"An era can be said to end when its basic illusions are exhausted." - Arthur Miller

Thursday, October 27, 2011

Lessons from the Tax Income Gap Chart

Take a moment and study that graph to the left. That graph provides a lot of information with two very simple lines. It tells you why the Occupy Wall Street movement exists. It tells you why the GOP has focused on an agenda of doing everything possible to cut taxes for the rich at the expense of everyone else and probably more than that if want to get into the details of history.

The graph tells the story of how income has grown since post-World War II from 1947 to 2007, just as the economy was on the verge of imploding yet again. The blue line represents the median income of 99% of Americans. The orange line is the income of the remaining 1%, the millionaires and billionaires of this country. Most of who work on Wall Street. Now noticed how from 1947 to 1985ish, the income increase was more or less steady. Statistically they were right on top of each other, with a difference of .5% here and there. In effect the country rose together. Then in the 80s that orange line changed dramatically as it started to climb. This corresponded with the rise of "Reaganomics".

*-*-*

→ Exercise brief
Decide whether each statement agrees with the post on the tax income gap chart, answering yes or no and quoting the words of the post that decide it.
1. The graph shows income growth from 1947 to 2007.
2. The blue line stands for the income of the top 1%.
3. The orange line began to climb in the 1980s.
The rows play no part in this work.

*-*-*

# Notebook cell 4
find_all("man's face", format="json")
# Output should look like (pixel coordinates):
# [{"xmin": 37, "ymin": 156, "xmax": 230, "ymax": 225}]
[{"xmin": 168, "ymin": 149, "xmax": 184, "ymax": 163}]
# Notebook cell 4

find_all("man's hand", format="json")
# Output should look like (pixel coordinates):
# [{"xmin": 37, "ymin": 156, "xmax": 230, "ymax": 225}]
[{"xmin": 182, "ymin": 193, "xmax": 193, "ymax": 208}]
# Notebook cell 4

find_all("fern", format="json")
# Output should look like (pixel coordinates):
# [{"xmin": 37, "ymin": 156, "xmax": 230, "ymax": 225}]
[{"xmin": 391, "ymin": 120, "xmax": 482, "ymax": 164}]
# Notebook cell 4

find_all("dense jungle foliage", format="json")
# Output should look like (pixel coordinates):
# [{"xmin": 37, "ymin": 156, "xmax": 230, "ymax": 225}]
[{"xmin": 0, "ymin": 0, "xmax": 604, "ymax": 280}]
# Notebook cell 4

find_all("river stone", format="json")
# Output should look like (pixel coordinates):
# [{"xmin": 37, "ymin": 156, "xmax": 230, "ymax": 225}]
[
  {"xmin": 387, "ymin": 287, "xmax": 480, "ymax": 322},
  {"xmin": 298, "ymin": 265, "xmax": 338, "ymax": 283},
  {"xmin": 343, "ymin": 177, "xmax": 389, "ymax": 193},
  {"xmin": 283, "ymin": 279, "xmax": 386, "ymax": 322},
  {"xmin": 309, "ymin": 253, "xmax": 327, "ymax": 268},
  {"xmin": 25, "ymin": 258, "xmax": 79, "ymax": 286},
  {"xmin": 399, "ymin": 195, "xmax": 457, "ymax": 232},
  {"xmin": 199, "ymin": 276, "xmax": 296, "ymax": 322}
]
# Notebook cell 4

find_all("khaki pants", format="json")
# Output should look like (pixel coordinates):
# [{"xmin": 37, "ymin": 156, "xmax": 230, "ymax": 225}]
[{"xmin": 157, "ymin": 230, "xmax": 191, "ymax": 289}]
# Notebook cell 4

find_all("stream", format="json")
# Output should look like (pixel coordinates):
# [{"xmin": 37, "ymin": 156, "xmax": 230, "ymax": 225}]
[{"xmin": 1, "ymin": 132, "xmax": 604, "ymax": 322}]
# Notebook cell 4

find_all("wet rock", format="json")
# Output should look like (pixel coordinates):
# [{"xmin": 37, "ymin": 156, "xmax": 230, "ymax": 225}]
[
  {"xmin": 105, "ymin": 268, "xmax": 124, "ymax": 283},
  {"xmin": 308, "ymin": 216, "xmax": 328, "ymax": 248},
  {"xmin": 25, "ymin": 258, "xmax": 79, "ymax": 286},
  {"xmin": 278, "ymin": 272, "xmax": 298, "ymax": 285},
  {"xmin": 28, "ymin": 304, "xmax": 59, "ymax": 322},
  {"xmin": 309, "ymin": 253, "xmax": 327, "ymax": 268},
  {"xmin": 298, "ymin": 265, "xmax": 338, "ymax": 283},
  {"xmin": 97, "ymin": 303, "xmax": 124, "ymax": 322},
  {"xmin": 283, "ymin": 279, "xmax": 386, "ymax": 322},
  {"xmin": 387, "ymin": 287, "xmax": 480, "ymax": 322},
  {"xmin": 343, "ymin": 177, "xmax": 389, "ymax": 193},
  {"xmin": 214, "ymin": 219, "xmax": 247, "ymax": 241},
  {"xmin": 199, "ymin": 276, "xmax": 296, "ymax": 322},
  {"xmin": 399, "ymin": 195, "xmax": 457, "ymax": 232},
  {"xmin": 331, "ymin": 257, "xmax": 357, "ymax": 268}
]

*-*-*

→ Written answer
1. Yes: "from 1947 to 2007"
2. No: "The blue line represents the median income of 99% of Americans."
3. Yes: "Then in the 80s that orange line changed dramatically as it started to climb."